AMD has just recently announced their much anticipated line of Zen 3 CPUs, which are slated to launch on November 5, 2020. These new CPUs boast some impressive specs, and are shaping up to be yet another solid release from AMD. But what exactly does all of this mean, and why is this series of CPUs such a big deal? To answer that, let’s look back a few years and see how we got here.
The year is 2011, and Intel is king of the CPU market. With the recent release of their extremely solid (and now beloved) line of Sandy Bridge line of processors, they appeared to be on top of the world, and it was going to take a lot to take them down. However, AMD appeared to be in a prime position to do just that. With their much anticipated (and incredibly hyped-up) Bulldozer line of CPUs just around the corner, Intel’s position as king was starting to come into question. Many were expecting the race between the two companies to be neck and neck, with some even expecting AMD to surpass Sandy Bridge as the best CPU one could buy. In fact, AMD was so confident with the Bulldozer chips, that they even gave them their famous “FX” branding, which had not been used since their series of revolutionary x64 line of processors from the early to mid 2000s.
When Bulldozer did finally release, however, many found them to be very disappointing, and extremely underwhelming. Simply put, Bulldozer was just not powerful enough to compete with even a mid-range Sandy Bridge Core i5 of the time, and was miles behind in terms of both architecture and performance. This only solidified Intel’s position on top, with AMD being relegated as the “cheap alternative” to Intel’s premium products.
Now with Intel in the lead, one might think that they would only continue to innovate, and keep pushing out hit after hit. But instead, their offerings began to look less and less inciting to people, to the point where the difference in performance from one generation of their CPUs to the next was almost negligible. In fact, some of the changes brought with their line of Ivy Bridge CPUs made things like overclocking much more difficult, which left many enthusiasts opting to simply stick with their previous generation of powerful Sandy Bridge chips. Many began to perceive Intel as lazy, but even many of Intel’s harshest critics continued to support them in the following years. With AMD so far behind, Intel just did not see much of a reason to innovate. They were on top, and they knew it. From their perspective, major innovations would simply be nothing more than a waste of time.

_List of tasks_:
1 - According to the article on AMD's Zen 3 processors, what date were the new chips set to launch?
2 - Keep writing the article on AMD's Zen 3 processors from its last paragraph.

_Recorded data_:
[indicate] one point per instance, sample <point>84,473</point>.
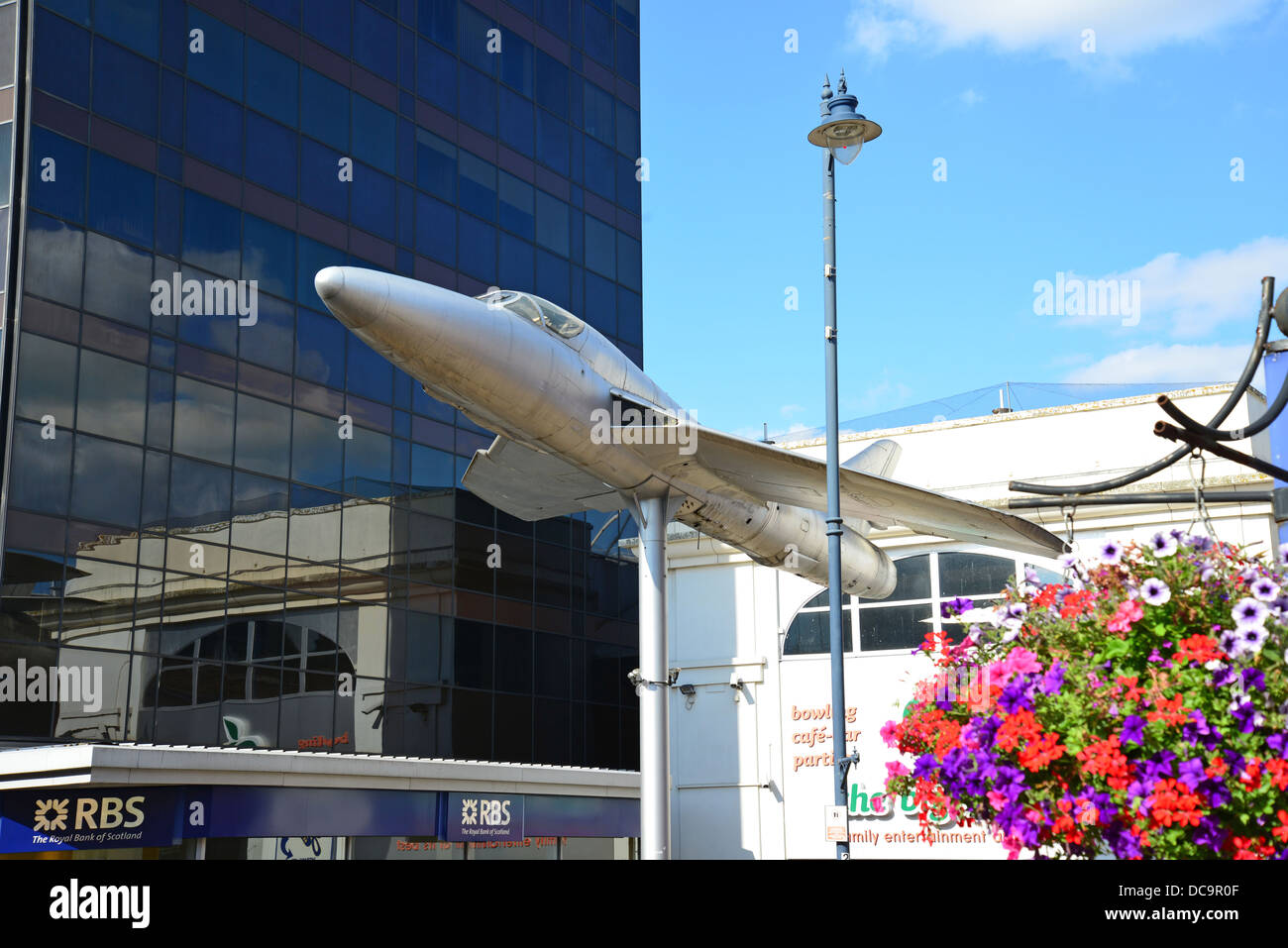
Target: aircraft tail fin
<point>877,459</point>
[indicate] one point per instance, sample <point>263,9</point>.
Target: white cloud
<point>1166,364</point>
<point>1186,298</point>
<point>1050,26</point>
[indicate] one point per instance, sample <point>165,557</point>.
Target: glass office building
<point>244,518</point>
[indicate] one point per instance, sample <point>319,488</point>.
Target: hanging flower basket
<point>1138,710</point>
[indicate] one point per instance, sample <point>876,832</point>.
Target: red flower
<point>1172,802</point>
<point>1104,758</point>
<point>1129,683</point>
<point>1039,753</point>
<point>1280,832</point>
<point>1198,648</point>
<point>1278,771</point>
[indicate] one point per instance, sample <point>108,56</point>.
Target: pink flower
<point>888,733</point>
<point>1019,661</point>
<point>1128,610</point>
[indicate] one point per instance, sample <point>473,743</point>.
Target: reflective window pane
<point>107,480</point>
<point>112,397</point>
<point>896,626</point>
<point>973,574</point>
<point>204,420</point>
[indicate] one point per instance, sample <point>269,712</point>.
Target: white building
<point>751,766</point>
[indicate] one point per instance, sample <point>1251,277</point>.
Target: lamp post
<point>841,136</point>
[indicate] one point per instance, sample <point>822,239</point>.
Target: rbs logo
<point>90,814</point>
<point>485,811</point>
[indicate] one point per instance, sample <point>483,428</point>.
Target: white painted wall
<point>738,790</point>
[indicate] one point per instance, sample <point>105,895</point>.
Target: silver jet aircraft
<point>581,428</point>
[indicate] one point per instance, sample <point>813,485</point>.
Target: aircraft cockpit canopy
<point>536,309</point>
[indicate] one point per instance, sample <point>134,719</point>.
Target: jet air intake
<point>793,539</point>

_Expected outputs_:
1 - November 5, 2020.

2 -
This all changed in 2017, when AMD unveiled their new Ryzen processors. Compared to Bulldozer, the reveal of Ryzen was somewhat more modest, and not nearly as hyped up by AMD. But this was not necessarily a bad thing, as it helped keep expectations for the new CPU a bit more reasonable. In addition, Ryzen was looking like it was shaping up to be a pretty decent product, and consumers were beginning to take notice.
When Ryzen did finally launch, it did not disappoint. For the first time in years, AMD was actually offering a competitive product at a much lower price. And while it still wasn’t as good as Intel’s current top-of-the-line offerings, the overall architecture looked much more promising, and the gap in performance was quickly beginning to close. To many, Ryzen was simply seen as a better value.
Intel was clearly not prepared for this. Their most recent line of CPUs (Kaby Lake) was viewed as little more than a minor improvement over its predecessor, much like all of their other processors prior to Sandy Bridge. Things were starting to heat up between Intel and AMD, and if Intel wanted to stay on top, they had to keep up with AMD’s pace. And they struck back with their Coffee Lake series of CPUs. These chips were considered by many to be a much more worthwhile upgrade than its predecessor. But unlike Intel, AMD was prepared for this, and they responded with the release of the second generation of Ryzen processors in 2018. While again, they fell a bit behind in power compared to Intel’s chips, it was obvious that they were catching up.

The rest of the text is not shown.